▶ [What you have to do] Write out word for word each line of the records, beginning at the first and stopping after the line with "object_class: rock wall". Leave the pictures out.

▶ [Entries shown]
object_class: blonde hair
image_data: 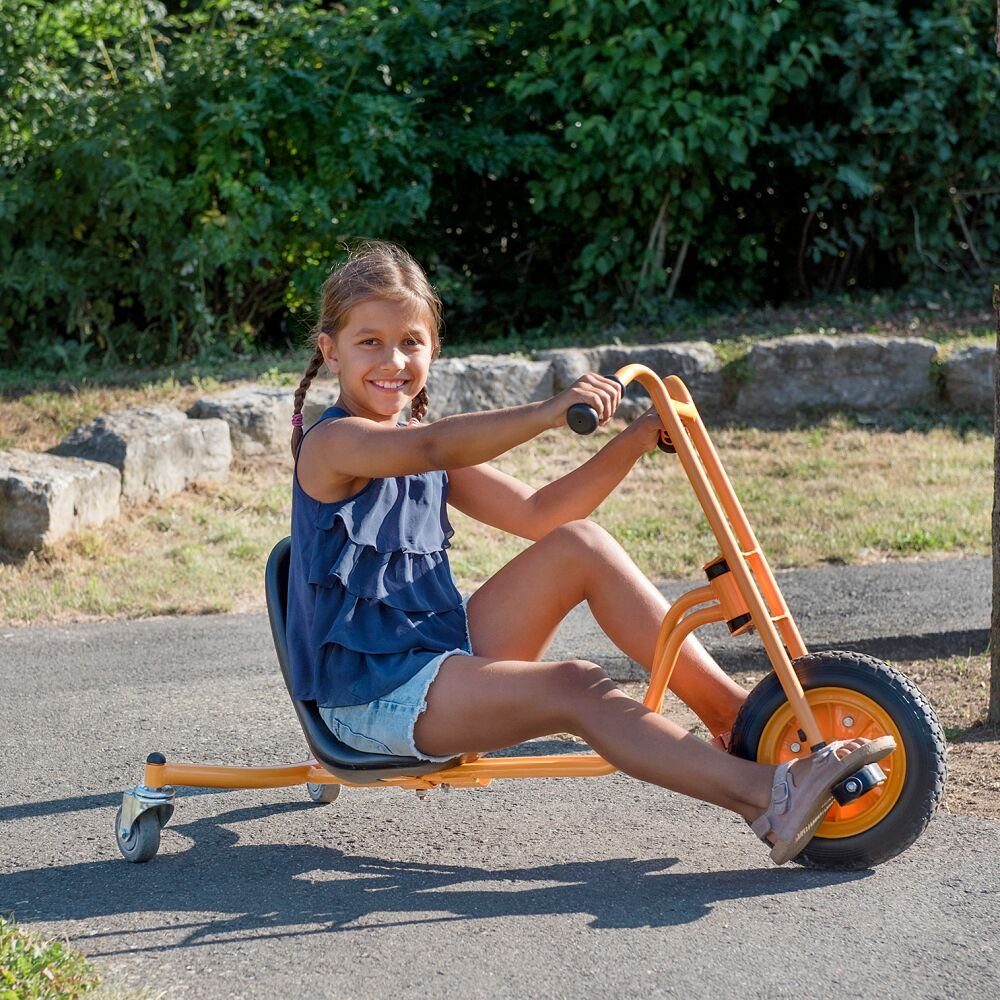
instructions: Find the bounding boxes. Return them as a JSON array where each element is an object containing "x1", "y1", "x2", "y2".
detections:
[{"x1": 291, "y1": 241, "x2": 443, "y2": 456}]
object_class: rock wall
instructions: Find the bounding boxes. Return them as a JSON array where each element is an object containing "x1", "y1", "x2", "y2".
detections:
[{"x1": 1, "y1": 335, "x2": 993, "y2": 553}]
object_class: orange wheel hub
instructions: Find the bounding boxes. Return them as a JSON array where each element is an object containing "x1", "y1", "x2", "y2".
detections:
[{"x1": 756, "y1": 687, "x2": 906, "y2": 838}]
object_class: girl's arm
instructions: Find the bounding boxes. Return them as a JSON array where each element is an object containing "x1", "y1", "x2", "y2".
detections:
[
  {"x1": 447, "y1": 408, "x2": 664, "y2": 539},
  {"x1": 304, "y1": 374, "x2": 623, "y2": 483}
]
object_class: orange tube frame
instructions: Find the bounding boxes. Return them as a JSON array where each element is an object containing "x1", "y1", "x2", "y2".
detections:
[{"x1": 144, "y1": 366, "x2": 823, "y2": 794}]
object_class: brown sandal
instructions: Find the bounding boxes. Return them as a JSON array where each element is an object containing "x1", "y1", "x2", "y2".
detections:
[{"x1": 750, "y1": 736, "x2": 897, "y2": 865}]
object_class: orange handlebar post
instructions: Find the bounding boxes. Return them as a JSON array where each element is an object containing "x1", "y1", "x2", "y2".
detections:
[
  {"x1": 612, "y1": 364, "x2": 699, "y2": 424},
  {"x1": 612, "y1": 366, "x2": 819, "y2": 746}
]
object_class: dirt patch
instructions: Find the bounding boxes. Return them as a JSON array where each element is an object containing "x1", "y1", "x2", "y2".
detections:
[{"x1": 623, "y1": 652, "x2": 999, "y2": 823}]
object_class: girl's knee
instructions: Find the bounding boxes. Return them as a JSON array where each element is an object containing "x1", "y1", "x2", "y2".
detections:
[
  {"x1": 547, "y1": 519, "x2": 617, "y2": 555},
  {"x1": 548, "y1": 658, "x2": 616, "y2": 706}
]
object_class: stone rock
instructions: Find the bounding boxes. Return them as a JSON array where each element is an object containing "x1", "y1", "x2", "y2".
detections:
[
  {"x1": 188, "y1": 386, "x2": 293, "y2": 458},
  {"x1": 52, "y1": 406, "x2": 231, "y2": 504},
  {"x1": 944, "y1": 344, "x2": 994, "y2": 414},
  {"x1": 424, "y1": 356, "x2": 554, "y2": 420},
  {"x1": 534, "y1": 342, "x2": 722, "y2": 419},
  {"x1": 533, "y1": 348, "x2": 593, "y2": 393},
  {"x1": 735, "y1": 335, "x2": 937, "y2": 420},
  {"x1": 0, "y1": 450, "x2": 121, "y2": 553},
  {"x1": 301, "y1": 383, "x2": 342, "y2": 428}
]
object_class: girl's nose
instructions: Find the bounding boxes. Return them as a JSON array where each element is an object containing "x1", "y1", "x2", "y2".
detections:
[{"x1": 380, "y1": 346, "x2": 409, "y2": 370}]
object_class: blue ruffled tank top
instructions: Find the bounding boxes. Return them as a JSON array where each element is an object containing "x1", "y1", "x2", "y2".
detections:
[{"x1": 285, "y1": 406, "x2": 469, "y2": 708}]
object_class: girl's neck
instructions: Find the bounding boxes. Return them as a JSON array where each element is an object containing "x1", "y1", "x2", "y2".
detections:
[{"x1": 333, "y1": 395, "x2": 403, "y2": 425}]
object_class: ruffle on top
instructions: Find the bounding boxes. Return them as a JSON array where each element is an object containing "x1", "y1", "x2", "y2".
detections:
[{"x1": 285, "y1": 407, "x2": 470, "y2": 708}]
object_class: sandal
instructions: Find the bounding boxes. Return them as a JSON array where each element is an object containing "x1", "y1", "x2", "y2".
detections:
[{"x1": 750, "y1": 736, "x2": 897, "y2": 865}]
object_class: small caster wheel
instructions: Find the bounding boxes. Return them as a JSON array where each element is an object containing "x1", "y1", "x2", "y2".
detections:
[
  {"x1": 307, "y1": 782, "x2": 342, "y2": 804},
  {"x1": 115, "y1": 805, "x2": 162, "y2": 863}
]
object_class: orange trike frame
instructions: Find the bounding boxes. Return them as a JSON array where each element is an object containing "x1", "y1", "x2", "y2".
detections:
[{"x1": 142, "y1": 366, "x2": 822, "y2": 797}]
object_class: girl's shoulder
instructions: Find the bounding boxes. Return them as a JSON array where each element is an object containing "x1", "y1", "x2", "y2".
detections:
[{"x1": 295, "y1": 407, "x2": 445, "y2": 507}]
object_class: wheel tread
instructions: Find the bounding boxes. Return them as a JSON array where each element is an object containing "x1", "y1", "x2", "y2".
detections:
[{"x1": 730, "y1": 650, "x2": 946, "y2": 870}]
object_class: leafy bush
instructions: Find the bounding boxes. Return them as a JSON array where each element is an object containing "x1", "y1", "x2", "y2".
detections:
[
  {"x1": 512, "y1": 0, "x2": 1000, "y2": 308},
  {"x1": 1, "y1": 0, "x2": 996, "y2": 369},
  {"x1": 0, "y1": 0, "x2": 550, "y2": 366}
]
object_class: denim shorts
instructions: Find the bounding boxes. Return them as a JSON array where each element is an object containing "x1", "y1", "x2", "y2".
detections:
[{"x1": 318, "y1": 594, "x2": 474, "y2": 762}]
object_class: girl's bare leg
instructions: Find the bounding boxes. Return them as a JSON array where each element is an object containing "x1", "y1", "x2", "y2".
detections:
[
  {"x1": 465, "y1": 519, "x2": 746, "y2": 736},
  {"x1": 415, "y1": 654, "x2": 773, "y2": 820}
]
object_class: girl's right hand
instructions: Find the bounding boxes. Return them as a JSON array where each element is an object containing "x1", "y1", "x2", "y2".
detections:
[{"x1": 543, "y1": 373, "x2": 624, "y2": 430}]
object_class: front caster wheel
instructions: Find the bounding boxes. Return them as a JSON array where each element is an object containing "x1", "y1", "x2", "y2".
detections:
[
  {"x1": 730, "y1": 651, "x2": 946, "y2": 870},
  {"x1": 307, "y1": 782, "x2": 342, "y2": 804},
  {"x1": 114, "y1": 805, "x2": 162, "y2": 863}
]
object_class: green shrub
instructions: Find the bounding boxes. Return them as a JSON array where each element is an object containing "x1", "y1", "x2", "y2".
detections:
[{"x1": 1, "y1": 0, "x2": 996, "y2": 369}]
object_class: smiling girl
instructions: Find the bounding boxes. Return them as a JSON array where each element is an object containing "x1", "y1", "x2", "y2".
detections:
[{"x1": 284, "y1": 241, "x2": 893, "y2": 864}]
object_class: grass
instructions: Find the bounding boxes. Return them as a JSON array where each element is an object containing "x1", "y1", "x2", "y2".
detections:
[
  {"x1": 0, "y1": 917, "x2": 161, "y2": 999},
  {"x1": 0, "y1": 916, "x2": 99, "y2": 999},
  {"x1": 0, "y1": 412, "x2": 990, "y2": 626}
]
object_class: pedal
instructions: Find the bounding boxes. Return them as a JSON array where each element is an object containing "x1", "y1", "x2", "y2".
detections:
[{"x1": 831, "y1": 763, "x2": 887, "y2": 806}]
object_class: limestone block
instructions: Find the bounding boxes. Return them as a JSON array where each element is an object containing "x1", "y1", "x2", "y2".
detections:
[
  {"x1": 591, "y1": 342, "x2": 723, "y2": 413},
  {"x1": 424, "y1": 356, "x2": 554, "y2": 420},
  {"x1": 735, "y1": 335, "x2": 937, "y2": 420},
  {"x1": 0, "y1": 450, "x2": 121, "y2": 553},
  {"x1": 52, "y1": 406, "x2": 231, "y2": 504},
  {"x1": 188, "y1": 386, "x2": 293, "y2": 458},
  {"x1": 533, "y1": 348, "x2": 593, "y2": 392},
  {"x1": 535, "y1": 342, "x2": 722, "y2": 418},
  {"x1": 944, "y1": 344, "x2": 994, "y2": 414},
  {"x1": 301, "y1": 383, "x2": 342, "y2": 428}
]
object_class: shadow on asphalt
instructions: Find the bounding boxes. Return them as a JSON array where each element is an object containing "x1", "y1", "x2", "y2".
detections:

▶ [Answer to this problem]
object_class: blonde hair
image_data: 
instructions: Find the bounding boxes. Return them as a JSON array where each element is an object containing "x1", "y1", "x2", "y2".
detections:
[{"x1": 291, "y1": 241, "x2": 443, "y2": 456}]
object_class: rock wall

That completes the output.